### [Instructions to follow]
Write the data out again, matching every line exactly.
++++++++++++++++++++
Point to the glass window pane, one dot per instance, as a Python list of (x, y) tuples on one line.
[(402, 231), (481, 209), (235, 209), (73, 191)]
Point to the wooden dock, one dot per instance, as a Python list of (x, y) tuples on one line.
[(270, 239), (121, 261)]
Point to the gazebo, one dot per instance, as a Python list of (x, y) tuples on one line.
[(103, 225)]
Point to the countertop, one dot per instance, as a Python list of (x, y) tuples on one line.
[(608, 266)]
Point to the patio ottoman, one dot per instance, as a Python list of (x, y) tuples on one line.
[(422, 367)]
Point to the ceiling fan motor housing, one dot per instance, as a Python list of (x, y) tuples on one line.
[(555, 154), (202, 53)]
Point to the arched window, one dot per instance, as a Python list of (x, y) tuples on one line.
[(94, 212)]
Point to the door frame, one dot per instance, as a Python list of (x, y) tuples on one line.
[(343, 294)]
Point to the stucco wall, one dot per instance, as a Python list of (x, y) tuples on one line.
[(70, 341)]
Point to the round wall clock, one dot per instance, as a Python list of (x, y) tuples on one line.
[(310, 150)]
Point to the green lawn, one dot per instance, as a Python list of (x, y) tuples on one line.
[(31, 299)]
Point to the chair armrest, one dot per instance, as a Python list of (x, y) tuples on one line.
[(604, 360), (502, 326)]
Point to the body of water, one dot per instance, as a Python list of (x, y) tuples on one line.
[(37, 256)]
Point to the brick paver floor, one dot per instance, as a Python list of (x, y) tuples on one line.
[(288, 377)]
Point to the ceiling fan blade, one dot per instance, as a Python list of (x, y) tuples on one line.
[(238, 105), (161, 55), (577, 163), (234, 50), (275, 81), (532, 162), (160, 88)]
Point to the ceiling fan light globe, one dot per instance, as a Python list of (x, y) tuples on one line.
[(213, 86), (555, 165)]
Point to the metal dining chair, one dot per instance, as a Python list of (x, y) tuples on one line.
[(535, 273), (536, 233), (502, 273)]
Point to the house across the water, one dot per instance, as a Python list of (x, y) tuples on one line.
++++++++++++++++++++
### [Exercise answer]
Point to the glass window pane, one dot per instance, as a Python list of (x, y) tuples on one line.
[(402, 231), (481, 209), (235, 209), (73, 191)]
Point to the wooden dock, one dot per instance, as a Python list of (x, y) tuples on one line.
[(270, 239), (121, 261)]
Point to the gazebo, one dot per instance, as a Python list of (x, y) tuples on one line.
[(103, 225)]
Point to the countertop, one dot per instance, as a Python list of (x, y) tuples on one line.
[(608, 266)]
Point to the patio ottoman, one dot per instance, as a Python list of (x, y) tuples on one line.
[(422, 367)]
Point to the ceiling fan motor housing, one dot per instance, as a Python list of (x, y) tuples on one line.
[(555, 154), (202, 53)]
Point to the arched window, one dot per instance, as a Python list of (x, y) tuples on one line.
[(94, 212)]
Point to the door frame, one dot per instance, as a Python list of (x, y) tuples on one line.
[(343, 294)]
Point to the stucco wall, one dot per instance, as a Python list of (x, y) tuples on one line.
[(70, 341)]
Point to the round wall clock, one dot per instance, as a Python list of (x, y) tuples on one line.
[(310, 150)]
Point to the green lawn, one dot per instance, as a Python list of (x, y) tuples on one line.
[(31, 299)]
Point to the chair armrest, one dot per instance, as a Python list of (x, y) tuples on one line.
[(604, 360), (502, 326)]
Point to the body of water, one dot per instance, as a Python list of (x, y) tuples on one line.
[(37, 256)]
Point to the brick paver floor, one dot per instance, as a Python list of (x, y) tuples on one line.
[(288, 377)]
Point to the ceiling fan blade, one dot per instance, as a Python list of (x, y) tuples on one line.
[(238, 105), (161, 55), (577, 163), (234, 50), (275, 81), (532, 162), (160, 88)]
Point to the ceiling fan light globe, one dot per instance, as a Python list of (x, y) tuples on one line.
[(213, 86), (555, 165)]
Point to the metal dining chair, one dot per instance, as a Python list of (x, y) tuples on one line.
[(535, 273), (536, 233), (502, 273)]
Point to the house across the water, one dot per instance, as a Python list of (x, y) tuples on one line.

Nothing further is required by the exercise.